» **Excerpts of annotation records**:
"""
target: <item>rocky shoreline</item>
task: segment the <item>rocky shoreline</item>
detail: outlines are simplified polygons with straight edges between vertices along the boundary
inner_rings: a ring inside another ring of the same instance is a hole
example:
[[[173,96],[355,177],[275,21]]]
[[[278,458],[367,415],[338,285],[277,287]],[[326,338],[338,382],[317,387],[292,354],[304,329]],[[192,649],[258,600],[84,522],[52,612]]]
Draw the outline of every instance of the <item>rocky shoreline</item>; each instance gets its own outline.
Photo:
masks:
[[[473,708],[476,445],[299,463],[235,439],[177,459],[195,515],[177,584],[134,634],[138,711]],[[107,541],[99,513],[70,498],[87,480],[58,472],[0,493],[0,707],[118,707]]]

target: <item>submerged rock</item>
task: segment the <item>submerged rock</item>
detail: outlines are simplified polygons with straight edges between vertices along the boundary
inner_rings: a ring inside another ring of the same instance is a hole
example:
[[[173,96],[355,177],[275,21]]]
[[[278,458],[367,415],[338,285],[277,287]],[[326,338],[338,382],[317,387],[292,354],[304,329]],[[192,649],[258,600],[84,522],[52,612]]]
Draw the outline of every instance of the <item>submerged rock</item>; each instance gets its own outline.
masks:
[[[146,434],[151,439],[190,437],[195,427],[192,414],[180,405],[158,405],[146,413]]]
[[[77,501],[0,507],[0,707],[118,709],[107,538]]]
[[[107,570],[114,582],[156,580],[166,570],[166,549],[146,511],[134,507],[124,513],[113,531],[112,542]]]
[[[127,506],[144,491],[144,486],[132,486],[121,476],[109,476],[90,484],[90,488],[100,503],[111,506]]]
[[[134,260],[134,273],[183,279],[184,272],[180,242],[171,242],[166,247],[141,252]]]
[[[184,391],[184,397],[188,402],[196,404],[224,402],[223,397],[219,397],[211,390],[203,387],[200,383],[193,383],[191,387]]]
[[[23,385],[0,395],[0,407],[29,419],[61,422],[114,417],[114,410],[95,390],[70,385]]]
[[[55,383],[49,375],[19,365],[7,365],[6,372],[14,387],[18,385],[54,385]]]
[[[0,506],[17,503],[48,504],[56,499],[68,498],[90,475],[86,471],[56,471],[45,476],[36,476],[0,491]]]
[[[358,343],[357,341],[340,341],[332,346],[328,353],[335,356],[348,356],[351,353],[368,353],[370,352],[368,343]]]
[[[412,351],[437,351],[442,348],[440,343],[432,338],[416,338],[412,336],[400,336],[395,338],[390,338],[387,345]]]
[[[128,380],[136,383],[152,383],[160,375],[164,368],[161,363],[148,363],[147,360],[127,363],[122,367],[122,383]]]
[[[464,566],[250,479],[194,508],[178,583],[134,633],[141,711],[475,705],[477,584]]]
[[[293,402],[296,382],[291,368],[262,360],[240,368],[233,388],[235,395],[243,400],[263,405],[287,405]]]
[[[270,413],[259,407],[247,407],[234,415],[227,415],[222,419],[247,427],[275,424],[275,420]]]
"""
Retype the material in full. Each word must match.

» **Output for this task**:
target: <item>rocky shoreline</item>
task: segment the <item>rocky shoreline</item>
detail: outlines are simplified polygons with straight edges between vertices along the boundary
inner_rings: a ring inside another ring of the same instance is a hole
example:
[[[173,96],[355,177],[275,21]]]
[[[278,458],[367,415],[338,285],[277,287]],[[326,338],[338,382],[317,387],[292,354],[304,329]],[[192,649],[258,600],[84,522],[52,612]]]
Draw the outline of every instance of the <item>rocky shoreline</item>; each instance gets its own outline.
Photo:
masks:
[[[473,708],[476,445],[299,463],[235,439],[177,459],[195,515],[177,584],[134,634],[138,711]],[[107,541],[99,513],[70,498],[87,480],[58,472],[0,493],[0,707],[118,707]]]

target: <item>submerged rock</item>
task: segment the <item>submerged rock</item>
detail: outlines are simplified polygons with straight edges between vertices along the boundary
inner_rings: a ring inside another ring of the same instance is a hole
example:
[[[173,96],[355,177],[275,21]]]
[[[278,458],[367,415],[338,285],[277,287]],[[326,338],[338,382],[317,387],[292,354],[304,329]],[[192,649],[258,600],[84,522],[52,612]]]
Draw the outline of every instance of the <item>submerged rock</item>; each instance gets its own outline.
masks:
[[[146,434],[151,439],[190,437],[195,427],[192,414],[180,405],[158,405],[146,413]]]
[[[77,501],[0,507],[0,707],[118,709],[107,538]]]
[[[107,570],[114,582],[156,580],[166,570],[166,549],[146,511],[134,507],[124,513],[113,531],[112,542]]]
[[[127,506],[144,491],[144,486],[132,486],[121,476],[109,476],[90,484],[90,488],[100,503],[111,506]]]
[[[134,260],[134,273],[183,279],[184,272],[180,242],[171,242],[166,247],[141,252]]]
[[[184,391],[184,397],[188,402],[196,404],[224,402],[223,397],[219,397],[211,390],[203,387],[200,383],[193,383],[191,387]]]
[[[23,385],[0,395],[0,407],[29,419],[61,422],[114,417],[114,410],[95,390],[70,385]]]
[[[55,383],[49,375],[19,365],[7,365],[6,372],[14,387],[18,385],[54,385]]]
[[[0,506],[17,503],[48,504],[56,499],[68,498],[90,475],[86,471],[56,471],[45,476],[36,476],[0,491]]]
[[[358,343],[357,341],[340,341],[332,346],[328,353],[335,356],[348,356],[351,353],[368,353],[370,352],[368,343]]]
[[[412,351],[437,351],[442,348],[440,343],[432,338],[416,338],[412,336],[400,336],[395,338],[390,338],[387,345]]]
[[[128,380],[136,383],[152,383],[160,375],[164,368],[161,363],[148,363],[147,360],[127,363],[122,367],[122,383]]]
[[[464,566],[250,479],[194,508],[178,583],[134,633],[141,711],[475,705],[477,584]]]
[[[293,402],[296,382],[291,368],[262,360],[240,368],[233,388],[235,395],[243,400],[263,405],[287,405]]]
[[[270,413],[259,407],[247,407],[234,415],[227,415],[222,419],[247,427],[275,424],[275,420]]]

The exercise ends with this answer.